Exercise requirements. Put every line from the very first one through the line containing "positive clicks: (279, 176) (292, 170)", both included, into a JSON list of strings with one string per line. Leave out blank lines and the pictures.

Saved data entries
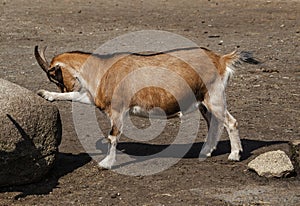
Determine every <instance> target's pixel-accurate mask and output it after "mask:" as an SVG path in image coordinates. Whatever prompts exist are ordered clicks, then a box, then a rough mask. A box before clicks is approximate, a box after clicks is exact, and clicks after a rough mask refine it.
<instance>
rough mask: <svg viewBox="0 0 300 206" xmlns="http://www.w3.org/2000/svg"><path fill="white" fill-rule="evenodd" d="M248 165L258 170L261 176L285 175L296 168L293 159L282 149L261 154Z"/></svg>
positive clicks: (279, 176) (292, 170)
mask: <svg viewBox="0 0 300 206" xmlns="http://www.w3.org/2000/svg"><path fill="white" fill-rule="evenodd" d="M248 167H249V169H252V170H254V171H255V172H257V174H258V175H259V176H265V177H283V176H286V175H288V174H290V173H291V172H292V171H293V170H294V167H293V164H292V162H291V160H290V159H289V157H288V156H287V155H286V153H285V152H284V151H281V150H277V151H270V152H266V153H263V154H261V155H259V156H258V157H256V158H255V159H254V160H252V161H251V162H249V164H248Z"/></svg>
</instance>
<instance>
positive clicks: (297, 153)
mask: <svg viewBox="0 0 300 206" xmlns="http://www.w3.org/2000/svg"><path fill="white" fill-rule="evenodd" d="M289 146H290V152H289V153H290V157H291V160H292V163H293V165H294V167H295V171H296V172H297V174H298V175H299V174H300V140H294V141H291V142H289Z"/></svg>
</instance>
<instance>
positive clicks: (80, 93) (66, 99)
mask: <svg viewBox="0 0 300 206" xmlns="http://www.w3.org/2000/svg"><path fill="white" fill-rule="evenodd" d="M37 94H38V95H39V96H41V97H43V98H44V99H46V100H48V101H50V102H52V101H75V102H81V103H84V104H92V101H91V99H90V97H89V95H88V93H87V92H66V93H58V92H49V91H46V90H39V91H38V92H37Z"/></svg>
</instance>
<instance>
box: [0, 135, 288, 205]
mask: <svg viewBox="0 0 300 206" xmlns="http://www.w3.org/2000/svg"><path fill="white" fill-rule="evenodd" d="M98 143H99V142H98ZM98 143H97V144H98ZM284 143H287V142H286V141H256V140H248V139H244V140H242V144H243V148H244V152H243V153H242V160H245V159H247V158H249V157H250V156H251V154H252V152H253V151H255V150H257V149H259V148H262V147H268V146H271V145H277V144H284ZM99 144H100V143H99ZM169 146H170V145H155V144H145V143H130V142H123V143H122V142H121V143H119V144H118V150H121V151H122V152H124V153H126V154H128V155H130V156H135V158H136V160H135V161H134V162H139V161H145V160H147V159H149V158H151V155H154V154H156V153H159V152H161V151H163V150H165V149H166V148H167V147H169ZM172 146H173V147H174V149H172V151H173V152H171V153H164V154H166V155H167V156H168V157H172V158H199V154H200V150H201V148H202V146H203V142H198V143H194V144H192V145H172ZM187 146H190V149H189V150H188V152H187V153H186V154H185V155H184V156H183V157H180V156H179V155H177V153H176V150H181V149H182V147H185V148H186V147H187ZM227 153H230V142H229V141H228V140H227V141H220V142H219V144H218V147H217V150H216V151H214V152H213V154H212V156H219V155H223V154H227ZM147 156H149V157H147ZM164 157H165V156H164ZM90 161H91V157H90V156H89V155H88V154H86V153H80V154H70V153H59V154H58V156H57V160H56V162H55V164H54V167H53V168H52V169H51V171H50V172H49V173H48V175H47V176H46V177H45V178H44V179H43V180H42V181H40V182H37V183H33V184H28V185H21V186H10V187H2V188H0V192H21V194H19V195H17V196H15V199H19V198H24V197H26V196H28V195H44V194H49V193H50V192H51V191H53V189H54V188H57V187H58V185H59V179H60V178H61V177H63V176H65V175H67V174H68V173H71V172H73V171H74V170H76V169H77V168H80V167H82V166H84V165H85V164H87V163H88V162H90ZM131 163H132V162H131Z"/></svg>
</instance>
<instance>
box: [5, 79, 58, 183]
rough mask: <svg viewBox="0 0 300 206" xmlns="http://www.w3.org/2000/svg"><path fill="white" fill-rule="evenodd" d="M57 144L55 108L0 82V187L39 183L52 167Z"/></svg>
mask: <svg viewBox="0 0 300 206" xmlns="http://www.w3.org/2000/svg"><path fill="white" fill-rule="evenodd" d="M60 141H61V121H60V115H59V111H58V109H57V107H56V106H54V105H51V104H50V103H48V102H47V101H45V100H44V99H42V98H40V97H39V96H37V95H36V94H34V93H32V92H30V91H29V90H27V89H25V88H22V87H20V86H18V85H16V84H13V83H11V82H8V81H5V80H3V79H0V186H8V185H19V184H26V183H31V182H35V181H38V180H40V179H41V178H42V177H43V176H44V175H45V174H46V173H47V172H48V171H49V169H50V168H51V167H52V165H53V163H54V160H55V156H56V153H57V151H58V145H59V144H60Z"/></svg>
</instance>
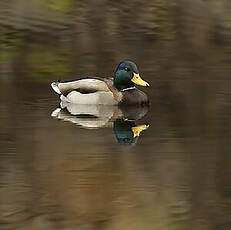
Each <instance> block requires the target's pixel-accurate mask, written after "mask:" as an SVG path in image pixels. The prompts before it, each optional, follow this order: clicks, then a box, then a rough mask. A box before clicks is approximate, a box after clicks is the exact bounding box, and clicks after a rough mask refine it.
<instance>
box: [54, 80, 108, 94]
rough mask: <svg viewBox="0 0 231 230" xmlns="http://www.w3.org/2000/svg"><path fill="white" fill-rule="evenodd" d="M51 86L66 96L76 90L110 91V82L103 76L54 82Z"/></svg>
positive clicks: (84, 91)
mask: <svg viewBox="0 0 231 230" xmlns="http://www.w3.org/2000/svg"><path fill="white" fill-rule="evenodd" d="M51 87H52V88H53V90H54V91H55V92H56V93H58V94H63V95H64V96H66V95H67V94H68V93H70V92H71V91H73V90H75V91H78V92H80V93H85V94H87V93H94V92H97V91H104V92H108V91H110V89H109V87H108V84H107V83H106V82H105V80H104V79H103V78H102V79H100V78H90V77H89V78H83V79H80V80H76V81H69V82H53V83H51Z"/></svg>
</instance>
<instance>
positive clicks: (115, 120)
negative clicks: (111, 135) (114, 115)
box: [114, 118, 138, 146]
mask: <svg viewBox="0 0 231 230" xmlns="http://www.w3.org/2000/svg"><path fill="white" fill-rule="evenodd" d="M135 126H136V123H135V121H128V120H124V119H122V118H118V119H116V120H115V121H114V133H115V135H116V138H117V140H118V142H119V144H120V145H127V146H129V145H135V144H136V142H137V140H138V136H136V137H134V134H133V132H132V127H135Z"/></svg>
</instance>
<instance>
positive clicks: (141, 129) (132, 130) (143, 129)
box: [132, 125, 149, 138]
mask: <svg viewBox="0 0 231 230" xmlns="http://www.w3.org/2000/svg"><path fill="white" fill-rule="evenodd" d="M148 127H149V125H138V126H135V127H132V132H133V138H135V137H138V136H139V135H140V133H141V132H142V131H143V130H146V129H147V128H148Z"/></svg>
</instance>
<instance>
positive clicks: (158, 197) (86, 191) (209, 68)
mask: <svg viewBox="0 0 231 230" xmlns="http://www.w3.org/2000/svg"><path fill="white" fill-rule="evenodd" d="M125 59H129V60H132V61H134V62H135V63H136V64H137V65H138V68H139V71H140V74H141V76H142V78H143V79H144V80H146V81H148V82H149V83H150V84H151V87H150V88H149V89H142V90H144V91H145V92H146V93H147V94H148V95H149V99H150V101H151V106H150V108H149V111H148V112H147V113H146V115H145V116H144V117H143V118H142V119H141V121H137V123H140V124H143V123H148V124H149V125H150V126H149V128H148V129H147V130H145V131H144V132H142V134H141V135H140V137H139V140H138V141H137V144H136V145H133V146H130V147H129V146H127V147H125V146H121V145H120V144H119V143H118V142H117V139H116V137H115V133H114V132H113V129H112V126H113V124H111V123H112V122H111V123H110V122H109V123H110V124H109V125H105V126H104V127H102V128H95V129H86V127H84V125H81V126H80V124H79V120H78V121H76V120H75V123H77V125H76V124H73V122H63V120H66V121H67V120H68V119H67V117H64V118H63V119H61V118H59V119H54V118H52V117H51V113H52V111H53V110H55V109H56V108H57V107H58V106H59V99H58V97H57V95H55V94H54V92H52V90H51V89H50V82H51V81H54V80H58V79H60V80H68V79H75V78H78V77H82V76H92V75H93V76H105V77H106V76H107V77H111V76H112V75H113V72H114V70H115V68H116V66H117V65H118V63H119V62H120V61H122V60H125ZM230 64H231V1H229V0H194V1H190V0H178V1H176V0H134V1H128V0H127V1H125V0H118V1H112V0H82V1H79V0H65V1H64V0H0V96H1V97H0V124H1V129H0V229H2V230H9V229H17V230H21V229H23V230H27V229H28V230H29V229H30V230H39V229H44V230H46V229H47V230H48V229H49V230H52V229H64V230H72V229H73V230H74V229H86V230H91V229H110V230H112V229H126V230H129V229H133V230H135V229H137V230H138V229H152V230H153V229H169V230H174V229H182V230H183V229H185V230H186V229H195V230H202V229H203V230H204V229H209V230H210V229H221V230H224V229H225V230H226V229H227V230H228V229H230V228H231V222H230V220H231V182H230V177H231V167H230V165H231V156H230V150H231V148H230V137H231V131H230V129H231V116H230V115H231V106H230V103H231V92H230V88H231V82H230V80H231V79H230V73H231V65H230ZM69 121H70V119H69ZM72 121H73V120H72ZM81 124H83V123H81ZM84 124H86V123H84ZM88 128H89V127H88Z"/></svg>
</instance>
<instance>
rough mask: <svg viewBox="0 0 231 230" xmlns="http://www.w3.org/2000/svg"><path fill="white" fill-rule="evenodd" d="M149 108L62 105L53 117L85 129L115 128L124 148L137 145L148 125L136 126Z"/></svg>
mask: <svg viewBox="0 0 231 230" xmlns="http://www.w3.org/2000/svg"><path fill="white" fill-rule="evenodd" d="M147 112H148V107H118V106H105V105H76V104H71V103H64V102H61V103H60V107H59V108H57V109H55V110H54V111H53V112H52V113H51V116H52V117H54V118H57V119H60V120H64V121H70V122H72V123H74V124H77V125H79V126H81V127H83V128H85V129H98V128H104V127H110V128H113V131H114V134H115V136H116V138H117V140H118V143H119V144H120V145H123V146H133V145H136V143H137V141H138V138H139V136H140V134H141V132H142V131H144V130H146V129H147V128H148V127H149V125H148V124H141V125H138V124H136V121H137V120H139V119H141V118H142V117H144V115H145V114H146V113H147Z"/></svg>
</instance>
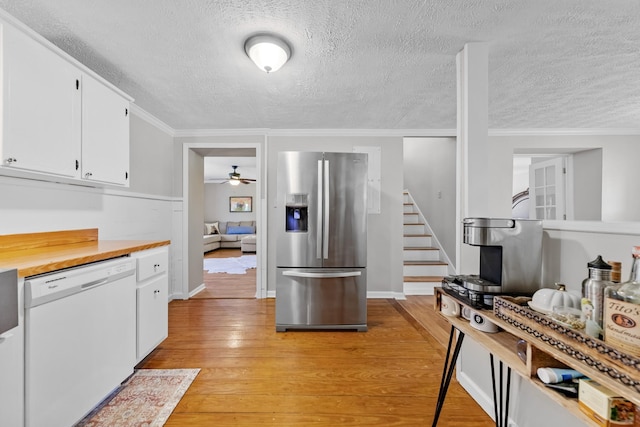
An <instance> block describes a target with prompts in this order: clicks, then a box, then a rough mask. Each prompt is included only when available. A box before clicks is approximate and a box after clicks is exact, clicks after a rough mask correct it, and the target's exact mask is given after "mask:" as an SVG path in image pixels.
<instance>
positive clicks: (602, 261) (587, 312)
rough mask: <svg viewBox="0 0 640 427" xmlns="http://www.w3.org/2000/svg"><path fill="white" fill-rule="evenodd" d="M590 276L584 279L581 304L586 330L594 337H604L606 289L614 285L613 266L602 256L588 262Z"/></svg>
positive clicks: (587, 332) (580, 302)
mask: <svg viewBox="0 0 640 427" xmlns="http://www.w3.org/2000/svg"><path fill="white" fill-rule="evenodd" d="M587 267H588V269H589V277H587V278H586V279H584V280H583V281H582V300H581V301H580V306H581V309H582V316H583V317H584V320H585V332H586V333H587V335H590V336H592V337H594V338H602V328H603V325H602V314H603V308H604V291H605V289H606V288H607V286H610V285H612V282H611V281H610V277H611V266H610V265H609V264H607V263H606V262H604V260H603V259H602V257H601V256H600V255H598V258H596V259H594V260H593V261H591V262H589V263H588V264H587Z"/></svg>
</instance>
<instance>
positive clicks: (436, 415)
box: [432, 326, 464, 427]
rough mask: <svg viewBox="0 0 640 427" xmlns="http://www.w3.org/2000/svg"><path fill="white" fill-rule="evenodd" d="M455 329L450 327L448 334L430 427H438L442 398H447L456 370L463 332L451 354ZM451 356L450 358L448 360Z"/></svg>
mask: <svg viewBox="0 0 640 427" xmlns="http://www.w3.org/2000/svg"><path fill="white" fill-rule="evenodd" d="M456 330H457V329H456V328H455V327H454V326H451V332H450V333H449V344H448V345H447V355H446V357H445V360H444V366H443V368H442V378H441V380H440V391H439V392H438V401H437V403H436V412H435V414H434V416H433V424H432V427H436V426H437V425H438V418H440V412H441V411H442V405H443V404H444V398H445V397H446V396H447V390H448V389H449V383H450V382H451V377H452V376H453V372H454V370H455V368H456V360H457V359H458V355H459V354H460V348H462V341H463V339H464V332H462V331H459V334H458V339H457V340H456V346H455V348H454V349H453V354H451V345H452V344H453V338H454V336H455V333H456ZM449 356H451V358H449Z"/></svg>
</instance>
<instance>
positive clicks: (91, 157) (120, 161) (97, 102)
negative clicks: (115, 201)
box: [82, 74, 129, 185]
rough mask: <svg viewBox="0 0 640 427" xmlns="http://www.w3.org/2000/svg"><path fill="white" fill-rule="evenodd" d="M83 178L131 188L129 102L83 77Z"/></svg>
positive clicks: (82, 125)
mask: <svg viewBox="0 0 640 427" xmlns="http://www.w3.org/2000/svg"><path fill="white" fill-rule="evenodd" d="M82 178H83V179H86V180H89V181H99V182H106V183H111V184H119V185H128V184H129V101H128V100H127V99H125V98H123V97H121V96H120V95H119V94H117V93H116V92H114V91H112V90H111V89H110V88H108V87H107V86H105V85H103V84H102V83H101V82H99V81H97V80H96V79H94V78H92V77H90V76H88V75H86V74H85V75H84V76H83V77H82Z"/></svg>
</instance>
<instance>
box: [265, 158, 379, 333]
mask: <svg viewBox="0 0 640 427" xmlns="http://www.w3.org/2000/svg"><path fill="white" fill-rule="evenodd" d="M277 186H278V195H277V197H278V199H277V208H278V212H277V216H278V218H279V220H278V228H277V236H276V237H277V254H276V266H277V277H276V279H277V282H276V330H277V331H285V330H287V329H356V330H358V331H366V330H367V281H366V277H367V275H366V265H367V155H366V154H362V153H316V152H299V151H285V152H280V153H279V155H278V182H277Z"/></svg>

Finished exercise.
[
  "Determine every <instance> target's pixel-accurate mask and output it after \"mask:\" as an SVG path in image coordinates. Whatever prompts exist are ordered clicks, then a box, then a rough mask. A box before clicks is approximate, a box after clicks is exact, and clicks after a rough mask refine it.",
  "<instance>",
  "rough mask: <svg viewBox=\"0 0 300 206\" xmlns=\"http://www.w3.org/2000/svg\"><path fill=\"white\" fill-rule=\"evenodd\" d=\"M248 165L258 170L261 176L285 175L296 168L293 159L282 149L261 154Z\"/></svg>",
  "positive clicks: (279, 176) (292, 170)"
]